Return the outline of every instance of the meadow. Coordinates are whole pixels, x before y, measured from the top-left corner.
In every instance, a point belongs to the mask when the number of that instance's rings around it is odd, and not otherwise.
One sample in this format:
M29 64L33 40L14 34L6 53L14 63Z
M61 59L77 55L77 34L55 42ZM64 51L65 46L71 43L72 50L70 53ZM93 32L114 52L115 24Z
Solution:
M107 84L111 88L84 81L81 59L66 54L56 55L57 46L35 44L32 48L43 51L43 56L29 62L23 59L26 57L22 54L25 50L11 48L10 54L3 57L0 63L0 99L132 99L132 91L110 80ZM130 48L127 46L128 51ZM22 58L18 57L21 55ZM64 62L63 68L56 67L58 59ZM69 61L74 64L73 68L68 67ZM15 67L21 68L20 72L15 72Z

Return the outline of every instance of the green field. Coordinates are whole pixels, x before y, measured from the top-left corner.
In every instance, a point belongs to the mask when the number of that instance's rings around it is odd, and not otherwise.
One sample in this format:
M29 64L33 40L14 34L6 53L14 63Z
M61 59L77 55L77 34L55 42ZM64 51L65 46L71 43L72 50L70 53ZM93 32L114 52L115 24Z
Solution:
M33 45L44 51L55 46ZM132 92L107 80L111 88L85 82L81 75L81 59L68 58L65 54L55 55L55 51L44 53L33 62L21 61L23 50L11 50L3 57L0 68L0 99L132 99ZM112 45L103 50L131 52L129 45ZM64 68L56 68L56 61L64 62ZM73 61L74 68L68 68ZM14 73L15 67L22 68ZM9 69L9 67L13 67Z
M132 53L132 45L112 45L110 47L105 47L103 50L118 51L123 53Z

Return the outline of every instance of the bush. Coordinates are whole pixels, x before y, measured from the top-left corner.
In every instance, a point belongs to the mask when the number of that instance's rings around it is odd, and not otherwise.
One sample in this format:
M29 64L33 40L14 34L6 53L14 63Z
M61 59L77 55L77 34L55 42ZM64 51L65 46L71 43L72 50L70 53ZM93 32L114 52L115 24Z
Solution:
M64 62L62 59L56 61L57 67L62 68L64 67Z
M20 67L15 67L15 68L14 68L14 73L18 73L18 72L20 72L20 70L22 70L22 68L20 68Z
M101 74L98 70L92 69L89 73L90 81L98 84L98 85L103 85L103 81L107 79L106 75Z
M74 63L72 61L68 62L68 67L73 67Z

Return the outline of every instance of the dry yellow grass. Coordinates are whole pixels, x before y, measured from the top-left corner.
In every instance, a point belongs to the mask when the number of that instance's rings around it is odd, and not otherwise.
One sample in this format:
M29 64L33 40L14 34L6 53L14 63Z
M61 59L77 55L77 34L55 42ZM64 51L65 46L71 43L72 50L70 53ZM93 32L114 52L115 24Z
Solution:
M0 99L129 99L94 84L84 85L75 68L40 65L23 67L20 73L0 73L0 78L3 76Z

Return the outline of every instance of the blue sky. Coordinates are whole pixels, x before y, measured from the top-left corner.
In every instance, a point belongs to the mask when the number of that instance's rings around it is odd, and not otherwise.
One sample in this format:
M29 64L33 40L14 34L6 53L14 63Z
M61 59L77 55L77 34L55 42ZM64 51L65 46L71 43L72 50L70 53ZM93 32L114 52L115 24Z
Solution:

_ _ _ _ _ _ _

* Objective *
Rewrite the stretch from the start of the listing through the line that contains "M107 84L111 88L84" as a Markdown table with the columns Row and Text. Give each line a row number and omit blank lines.

* Solved problem *
| Row | Text |
|---|---|
| 1 | Return the outline of every instance of the meadow. Coordinates are whole pixels, x before y, measured from the top-left corner. |
| 2 | In every instance, a point belongs to the mask when the number of that instance's rings around it is odd, and not otherwise. |
| 3 | One sample in this format: |
| 4 | M29 64L33 40L14 34L6 53L14 63Z |
| 5 | M61 59L77 55L77 34L55 42ZM64 51L65 46L71 43L72 50L70 53ZM93 32L114 52L115 24Z |
| 6 | Solution: |
| 7 | M107 84L111 88L84 81L81 59L66 54L56 55L57 46L35 44L32 48L43 51L43 56L29 62L23 59L26 57L22 54L25 50L11 48L10 54L3 57L0 63L0 99L132 99L132 91L110 80ZM130 48L127 46L128 51ZM22 58L18 57L21 55ZM64 62L63 68L56 67L58 59ZM69 61L74 64L73 68L68 67ZM15 67L21 68L20 72L15 72Z |